§ How to complete this task:
Would you return every line of the listing below that has "door" in it?

§ Supplied entries:
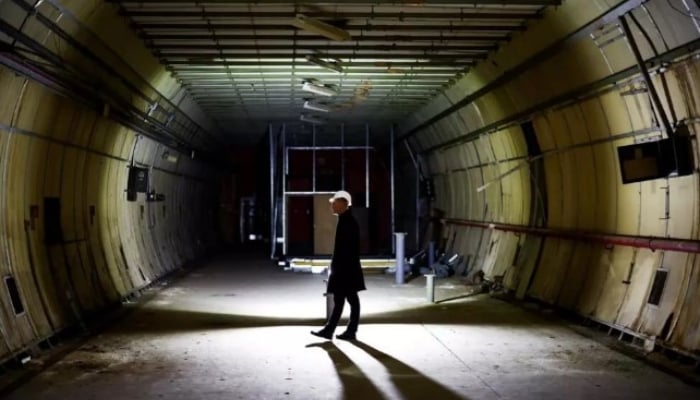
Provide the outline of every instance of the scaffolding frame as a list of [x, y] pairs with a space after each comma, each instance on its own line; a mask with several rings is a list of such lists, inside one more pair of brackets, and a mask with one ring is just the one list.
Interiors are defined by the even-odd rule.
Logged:
[[[270, 224], [270, 242], [271, 242], [271, 247], [272, 247], [272, 253], [271, 253], [271, 258], [275, 258], [276, 253], [277, 253], [277, 246], [279, 243], [282, 244], [282, 249], [281, 249], [281, 257], [287, 257], [288, 255], [288, 237], [289, 237], [289, 232], [288, 232], [288, 222], [287, 222], [287, 209], [288, 209], [288, 199], [290, 197], [294, 196], [314, 196], [314, 195], [333, 195], [335, 192], [329, 192], [329, 191], [320, 191], [317, 190], [317, 165], [316, 165], [316, 151], [322, 151], [322, 150], [339, 150], [341, 153], [341, 167], [340, 167], [340, 175], [341, 175], [341, 190], [345, 190], [346, 188], [346, 180], [345, 180], [345, 171], [346, 171], [346, 155], [345, 152], [347, 150], [364, 150], [365, 154], [365, 207], [369, 208], [370, 207], [370, 155], [371, 151], [374, 150], [376, 152], [376, 148], [374, 146], [371, 146], [370, 144], [370, 126], [369, 124], [365, 124], [365, 143], [364, 146], [345, 146], [345, 124], [340, 124], [340, 146], [337, 145], [317, 145], [316, 141], [316, 126], [312, 126], [312, 131], [311, 131], [311, 146], [299, 146], [299, 145], [292, 145], [292, 146], [287, 146], [287, 129], [286, 129], [286, 124], [282, 124], [280, 128], [280, 134], [279, 134], [279, 139], [275, 138], [275, 135], [273, 133], [272, 125], [269, 126], [268, 129], [268, 134], [270, 136], [270, 212], [271, 215], [274, 215], [273, 221], [271, 221]], [[390, 235], [393, 237], [393, 232], [395, 229], [395, 177], [394, 177], [394, 151], [395, 151], [395, 137], [394, 137], [394, 128], [391, 128], [391, 145], [390, 147], [390, 172], [389, 172], [389, 179], [390, 179], [390, 191], [391, 191], [391, 210], [390, 210], [390, 217], [391, 217], [391, 223], [390, 223], [390, 229], [391, 232]], [[281, 149], [281, 177], [277, 176], [276, 171], [279, 167], [277, 164], [278, 157], [280, 156], [279, 150]], [[290, 191], [287, 190], [287, 175], [289, 174], [289, 160], [290, 160], [290, 151], [294, 150], [301, 150], [301, 151], [311, 151], [312, 152], [312, 163], [311, 163], [311, 174], [312, 174], [312, 179], [311, 179], [311, 190], [302, 190], [302, 191]], [[375, 153], [376, 154], [376, 153]], [[276, 192], [275, 187], [276, 183], [281, 180], [282, 183], [282, 189], [281, 193]], [[279, 210], [279, 205], [278, 202], [281, 201], [281, 212], [278, 213], [277, 210]], [[278, 214], [281, 214], [278, 215]], [[281, 227], [281, 235], [278, 236], [278, 221], [279, 218], [282, 218], [282, 227]], [[394, 251], [393, 247], [393, 241], [392, 241], [392, 251]]]

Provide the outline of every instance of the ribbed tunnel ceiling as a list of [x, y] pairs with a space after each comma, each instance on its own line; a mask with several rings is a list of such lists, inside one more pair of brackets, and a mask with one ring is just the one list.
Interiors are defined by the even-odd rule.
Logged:
[[[525, 30], [544, 7], [560, 3], [113, 2], [204, 111], [239, 137], [261, 133], [268, 122], [304, 128], [302, 115], [386, 127]], [[349, 38], [300, 29], [294, 23], [300, 15]], [[340, 65], [342, 72], [309, 61], [311, 56]], [[338, 94], [303, 91], [306, 81]], [[305, 109], [306, 101], [330, 111]]]

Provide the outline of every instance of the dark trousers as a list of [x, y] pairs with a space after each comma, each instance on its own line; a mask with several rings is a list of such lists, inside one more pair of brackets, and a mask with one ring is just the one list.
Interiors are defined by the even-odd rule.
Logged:
[[345, 300], [350, 304], [350, 322], [348, 323], [346, 331], [349, 333], [357, 332], [357, 325], [360, 323], [360, 298], [357, 296], [357, 292], [350, 292], [333, 294], [333, 312], [325, 328], [331, 333], [334, 332], [336, 326], [338, 326], [340, 316], [343, 314]]

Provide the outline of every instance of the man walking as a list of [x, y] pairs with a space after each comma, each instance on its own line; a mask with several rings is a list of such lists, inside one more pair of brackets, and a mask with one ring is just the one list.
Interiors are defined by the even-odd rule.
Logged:
[[357, 292], [365, 290], [365, 278], [360, 265], [360, 227], [352, 216], [352, 197], [341, 190], [331, 199], [333, 213], [338, 216], [335, 231], [335, 247], [330, 266], [327, 292], [333, 294], [333, 312], [323, 329], [311, 332], [312, 335], [332, 339], [333, 332], [343, 313], [345, 300], [350, 304], [350, 322], [338, 339], [355, 340], [357, 325], [360, 322], [360, 298]]

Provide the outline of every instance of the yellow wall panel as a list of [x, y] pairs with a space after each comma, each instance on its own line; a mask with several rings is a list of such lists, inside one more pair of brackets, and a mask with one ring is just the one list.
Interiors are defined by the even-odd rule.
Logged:
[[678, 319], [672, 331], [671, 342], [681, 348], [700, 347], [700, 257], [694, 255], [687, 281], [687, 293], [680, 305]]
[[576, 204], [578, 229], [594, 231], [599, 229], [595, 224], [596, 216], [603, 206], [598, 197], [599, 173], [594, 162], [594, 153], [589, 147], [576, 149], [570, 153], [573, 156], [575, 169], [568, 175], [575, 180], [573, 194], [576, 196], [576, 201], [567, 203], [568, 208], [571, 209]]
[[[658, 306], [647, 304], [642, 313], [640, 331], [650, 336], [659, 336], [666, 324], [673, 326], [678, 317], [682, 295], [691, 276], [693, 259], [688, 254], [667, 251], [661, 267], [668, 270], [666, 284]], [[651, 282], [649, 287], [651, 288]], [[661, 339], [665, 339], [661, 337]]]
[[44, 172], [44, 195], [59, 197], [61, 193], [61, 165], [63, 163], [64, 147], [49, 143], [46, 151], [46, 170]]
[[666, 190], [668, 180], [655, 179], [640, 184], [641, 214], [644, 216], [639, 224], [642, 236], [665, 236], [666, 231]]
[[617, 317], [618, 324], [634, 330], [639, 329], [639, 318], [649, 297], [649, 282], [654, 278], [654, 271], [659, 267], [660, 259], [661, 253], [658, 251], [637, 249], [627, 295]]
[[595, 313], [611, 264], [611, 250], [599, 250], [589, 255], [588, 273], [576, 305], [576, 310], [581, 314], [589, 316]]
[[547, 238], [544, 243], [540, 264], [530, 288], [530, 295], [553, 303], [561, 290], [562, 280], [570, 265], [575, 244], [560, 239]]
[[[632, 89], [632, 87], [630, 89]], [[623, 100], [627, 112], [630, 115], [633, 131], [639, 131], [654, 126], [654, 113], [652, 112], [651, 100], [646, 93], [643, 95], [627, 95]]]
[[560, 307], [575, 309], [586, 282], [591, 273], [591, 260], [597, 260], [605, 251], [602, 246], [589, 243], [577, 243], [567, 266], [566, 276], [561, 282], [556, 304]]
[[[611, 135], [631, 132], [632, 120], [629, 115], [627, 104], [618, 92], [608, 92], [598, 96], [601, 108], [605, 113], [607, 127]], [[593, 134], [595, 136], [595, 134]]]
[[674, 238], [695, 239], [698, 229], [697, 175], [671, 178], [669, 184], [668, 235]]
[[634, 250], [630, 247], [615, 246], [610, 252], [611, 262], [607, 265], [608, 271], [594, 316], [602, 321], [615, 322], [627, 293], [628, 285], [623, 281], [627, 280], [629, 275]]

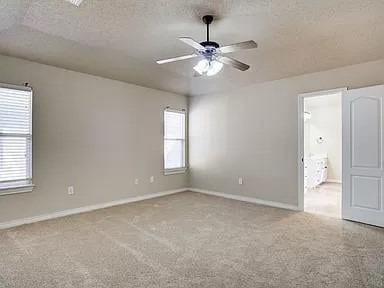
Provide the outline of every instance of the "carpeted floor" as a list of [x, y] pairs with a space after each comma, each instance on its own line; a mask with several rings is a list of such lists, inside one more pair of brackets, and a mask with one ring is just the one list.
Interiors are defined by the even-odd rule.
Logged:
[[0, 231], [0, 287], [384, 287], [384, 229], [179, 193]]

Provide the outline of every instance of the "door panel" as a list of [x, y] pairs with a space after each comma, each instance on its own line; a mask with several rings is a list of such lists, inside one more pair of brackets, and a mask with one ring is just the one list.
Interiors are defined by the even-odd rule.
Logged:
[[352, 166], [380, 168], [381, 101], [359, 97], [351, 102]]
[[352, 175], [352, 207], [380, 210], [380, 177]]
[[344, 219], [384, 227], [384, 86], [349, 90], [343, 109]]

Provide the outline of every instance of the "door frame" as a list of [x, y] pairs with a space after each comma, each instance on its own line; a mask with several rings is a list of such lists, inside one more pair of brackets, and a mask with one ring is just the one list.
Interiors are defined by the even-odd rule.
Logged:
[[[297, 123], [298, 123], [298, 157], [297, 157], [297, 167], [298, 167], [298, 181], [299, 181], [299, 190], [298, 190], [298, 210], [304, 211], [304, 99], [309, 97], [324, 96], [327, 94], [336, 94], [341, 93], [343, 98], [345, 92], [348, 88], [336, 88], [330, 90], [321, 90], [316, 92], [301, 93], [298, 96], [298, 109], [297, 109]], [[342, 111], [341, 111], [342, 113]], [[343, 194], [343, 193], [342, 193]]]

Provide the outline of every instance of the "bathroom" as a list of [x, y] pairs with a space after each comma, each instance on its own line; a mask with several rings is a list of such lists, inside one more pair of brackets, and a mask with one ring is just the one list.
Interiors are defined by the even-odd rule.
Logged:
[[341, 218], [341, 93], [304, 99], [304, 210]]

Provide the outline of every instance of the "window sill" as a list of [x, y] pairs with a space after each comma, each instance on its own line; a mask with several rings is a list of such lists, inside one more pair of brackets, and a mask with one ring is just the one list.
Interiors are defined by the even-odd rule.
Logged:
[[175, 175], [175, 174], [183, 174], [187, 171], [187, 168], [176, 168], [176, 169], [166, 169], [164, 170], [164, 175]]
[[33, 184], [25, 184], [0, 188], [0, 196], [32, 192], [34, 187], [35, 185]]

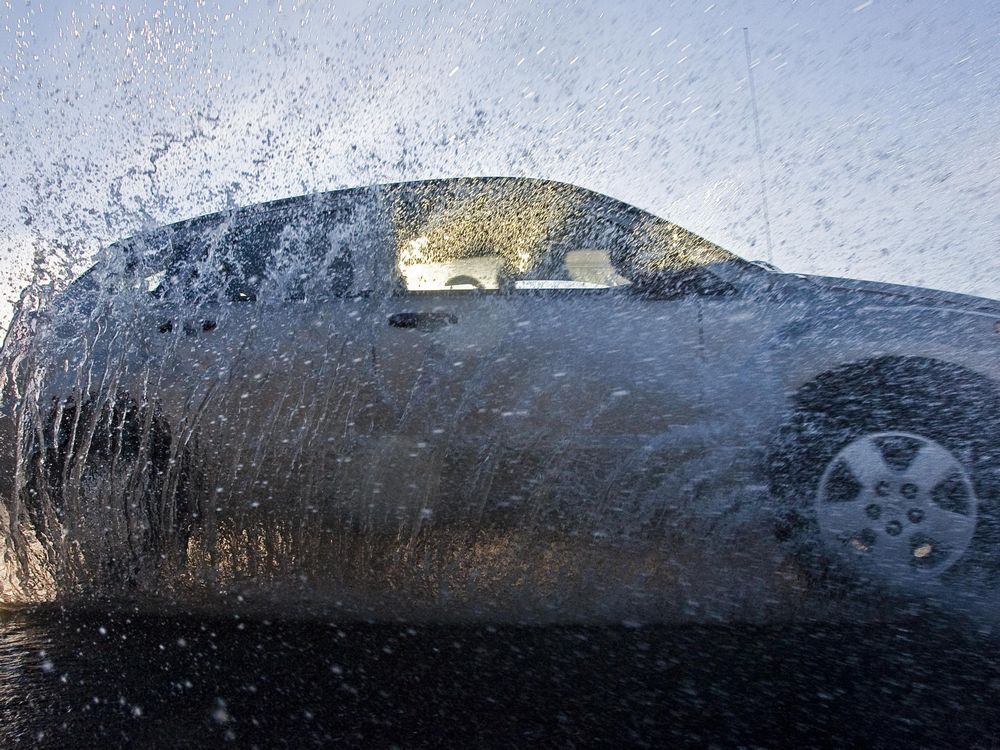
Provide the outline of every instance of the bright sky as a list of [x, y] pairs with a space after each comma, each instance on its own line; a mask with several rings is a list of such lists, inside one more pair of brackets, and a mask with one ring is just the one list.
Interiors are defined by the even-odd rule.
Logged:
[[1000, 3], [35, 0], [0, 24], [0, 327], [39, 264], [400, 179], [565, 180], [764, 258], [744, 26], [774, 261], [1000, 297]]

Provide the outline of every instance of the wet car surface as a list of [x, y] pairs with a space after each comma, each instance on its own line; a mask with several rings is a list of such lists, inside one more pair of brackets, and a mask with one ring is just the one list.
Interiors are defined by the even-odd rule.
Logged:
[[992, 747], [997, 314], [545, 181], [127, 240], [4, 350], [0, 740]]
[[961, 609], [996, 591], [998, 314], [782, 274], [544, 180], [182, 222], [9, 337], [6, 596]]

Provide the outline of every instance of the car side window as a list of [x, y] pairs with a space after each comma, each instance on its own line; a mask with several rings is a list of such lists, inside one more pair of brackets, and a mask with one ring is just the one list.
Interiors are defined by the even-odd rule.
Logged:
[[165, 257], [154, 257], [143, 265], [142, 285], [168, 302], [218, 301], [225, 286], [224, 236], [220, 221], [191, 222], [178, 228], [163, 251]]
[[277, 211], [237, 223], [224, 260], [232, 301], [320, 301], [352, 291], [353, 247], [334, 218], [313, 210]]
[[140, 253], [135, 288], [185, 303], [376, 292], [733, 292], [716, 273], [732, 259], [721, 248], [613, 199], [541, 181], [344, 190], [203, 217], [166, 234], [153, 243], [163, 249]]
[[351, 292], [352, 247], [338, 241], [328, 217], [275, 227], [265, 288], [283, 300], [322, 300]]
[[140, 284], [187, 302], [302, 301], [353, 292], [352, 246], [334, 217], [276, 209], [182, 227]]
[[629, 285], [629, 280], [618, 274], [607, 250], [583, 247], [569, 250], [561, 257], [555, 273], [527, 274], [514, 279], [514, 289], [612, 289]]
[[595, 241], [583, 194], [498, 181], [421, 194], [398, 212], [398, 291], [506, 292], [627, 286]]

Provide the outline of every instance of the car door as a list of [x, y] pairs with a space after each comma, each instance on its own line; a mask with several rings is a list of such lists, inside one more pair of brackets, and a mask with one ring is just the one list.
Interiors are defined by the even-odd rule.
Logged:
[[425, 220], [397, 237], [377, 346], [396, 421], [373, 473], [413, 528], [601, 533], [624, 517], [635, 464], [656, 460], [643, 451], [681, 455], [663, 436], [700, 414], [697, 305], [632, 294], [609, 250], [570, 226], [535, 232], [547, 244], [517, 246], [527, 259], [511, 268], [484, 224], [463, 236], [453, 219], [435, 238]]
[[511, 325], [480, 396], [496, 446], [486, 514], [598, 539], [662, 518], [645, 495], [690, 458], [702, 417], [697, 301], [635, 294], [604, 267], [603, 283], [525, 280], [498, 301]]

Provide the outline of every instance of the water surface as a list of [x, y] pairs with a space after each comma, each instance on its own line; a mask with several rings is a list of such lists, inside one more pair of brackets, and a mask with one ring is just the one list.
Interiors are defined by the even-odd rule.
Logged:
[[0, 619], [3, 747], [996, 747], [965, 623], [489, 627]]

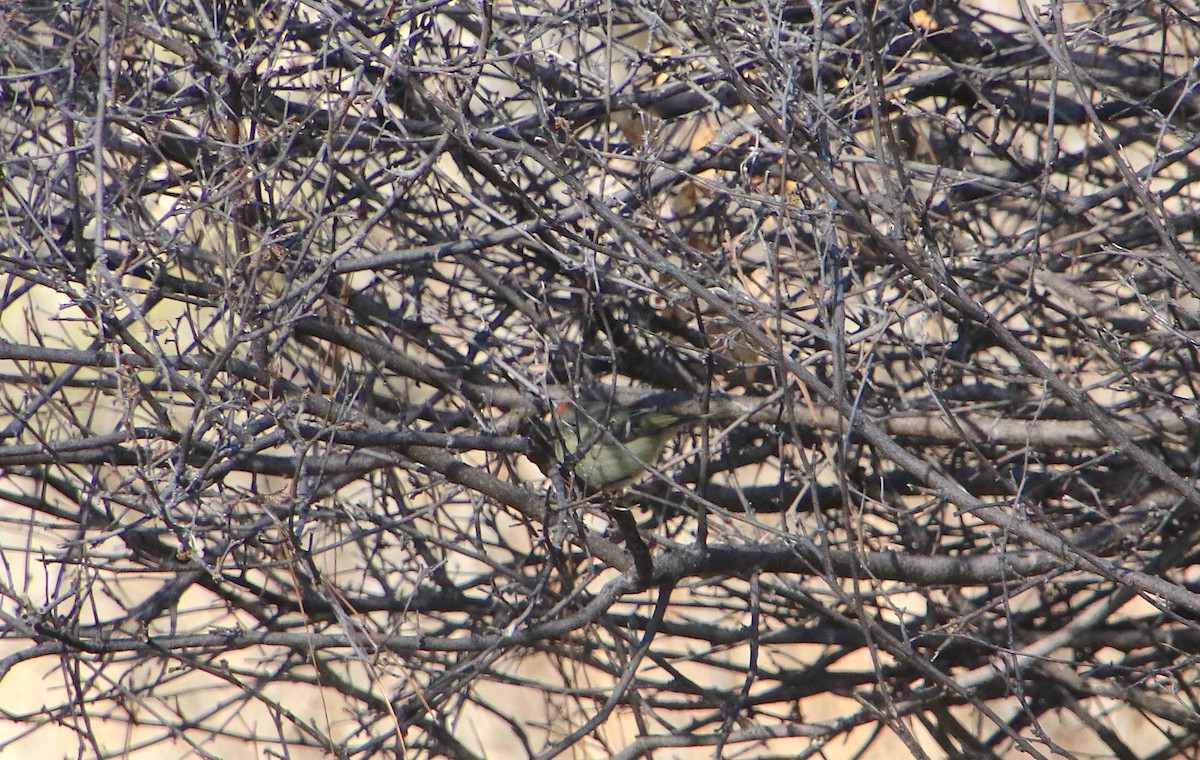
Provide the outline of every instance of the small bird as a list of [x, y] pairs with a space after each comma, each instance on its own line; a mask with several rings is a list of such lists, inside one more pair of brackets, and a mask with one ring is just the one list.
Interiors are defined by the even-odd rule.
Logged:
[[564, 401], [554, 409], [554, 461], [589, 488], [616, 491], [656, 464], [667, 441], [700, 415], [695, 396], [655, 393], [629, 405], [615, 399]]

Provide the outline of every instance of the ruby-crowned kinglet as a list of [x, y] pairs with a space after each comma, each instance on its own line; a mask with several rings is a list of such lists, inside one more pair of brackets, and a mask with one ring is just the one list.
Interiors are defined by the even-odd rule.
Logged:
[[617, 490], [656, 464], [679, 428], [698, 419], [684, 405], [695, 396], [655, 393], [629, 405], [615, 400], [564, 401], [554, 410], [554, 460], [589, 488]]

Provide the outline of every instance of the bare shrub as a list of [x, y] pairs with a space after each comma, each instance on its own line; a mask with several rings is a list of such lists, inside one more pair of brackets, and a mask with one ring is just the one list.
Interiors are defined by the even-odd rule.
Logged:
[[1196, 10], [10, 6], [0, 747], [1194, 753]]

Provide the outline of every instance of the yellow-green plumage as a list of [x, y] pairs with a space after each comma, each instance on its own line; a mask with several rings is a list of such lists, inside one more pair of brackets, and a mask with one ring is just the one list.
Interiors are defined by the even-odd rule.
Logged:
[[615, 490], [628, 485], [657, 464], [675, 431], [694, 415], [655, 406], [648, 397], [628, 407], [605, 401], [565, 402], [555, 410], [554, 456], [572, 465], [576, 477], [591, 488]]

§ Response to the exercise:
Provide the outline of every instance of the "door panel" as a list of [x, y] pairs with a space after each comma, each instance on its own line; a mask with several rings is a list of such lists, inside one more pair of brackets, and a mask with one ring is just the one list.
Provide the outline of every instance of the "door frame" as a list of [x, y] pairs with a space after each comma, each instance on its own line; a mask with several rings is a list of such lists, inside one more pair of brackets, and a mask with one ring is just the one list.
Provide the outline of every instance of the car door as a list of [x, y] pairs with a space after each comma, each instance on its own line; a mask with several rings is a list of such lists, inside one more pair of brackets, and a mask with one ring is just the one list.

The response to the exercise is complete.